■ Selected text:
-----
If the movie had been made in France instead of just taking a sojourn there—c'est à dire, in a culinary academy with a direct view of the Eiffel Tower, and in a student's appartement that gives onto Montmartre and Sacre Coeur—we'd have had a fighting chance that Sabrina's return to the Larrabees' lavish estate would occasion a tart but tasty revenge scenario, in which the most comely woman in the world finally snares the eye of a man who never batted a lash at her in 20 years, only to expose his comically rote seduction routine and leave him with no skirt left to chase. During a long outdoor party sequence just after Sabrina's return, she nods with eager approval at every turn in David's Manual of Flirting, even providing him with a few of his own customary prompts, gleaned from years of watching him lure other girls into the private tennis court for the identical menu of champagne and kisses. It's odd that Sabrina so clearly tips her hand, at least to those of us in the audience, that she knows David's enthusiasm for her is wholly generic. Indeed, she is only too willing to be marched through the pre-set choreography. She harbors no ambitions of exploding his overtures from within, and if anything, she seems all too happy to incur the same responses as all those gigglier, blonder, and wealthier girls have done forever. If anyone is scheming, it's David's older, more responsible brother Linus (Humphrey Bogart), already inheriting the lion's share of the family business from their father, and swiftly cognizant that the Larrabees will never allow a marriage between their scintillating son, even if he is an empty-headed ne'er-do-well, and the daughter of the paid help. After David sidelines himself with an injury that could only arise in a Billy Wilder film (I'll leave you to discover it, and the parade of double entendres that surround it), Linus intercedes to escort Sabrina around the town, around the harbor, to the theater, and atop the corporate headquarters. He means to stultify her with the sexless, prosaic facts of his rich industrialist's life and, by extension, to wean her of her affection for David, who besides being so callow is also already engaged.
-----
■ Task to complete: Summarize the passage on Sabrina in two sentences.

■ Material provided:
-----
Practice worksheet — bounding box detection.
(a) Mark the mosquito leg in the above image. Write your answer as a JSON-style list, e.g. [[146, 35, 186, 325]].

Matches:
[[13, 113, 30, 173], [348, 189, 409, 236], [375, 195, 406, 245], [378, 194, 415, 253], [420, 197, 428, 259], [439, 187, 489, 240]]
-----
■ Response below: Back at the Larrabee estate, Sabrina eagerly goes along with David's standard seduction routine, even though she plainly knows his interest in her is generic, and she shows no wish to expose it. The one scheming is his older brother Linus, who knows the family will never let David marry the daughter of the paid help, so after David is injured he escorts Sabrina around town to bore her with the prosaic facts of his life and wean her from David, who is already engaged.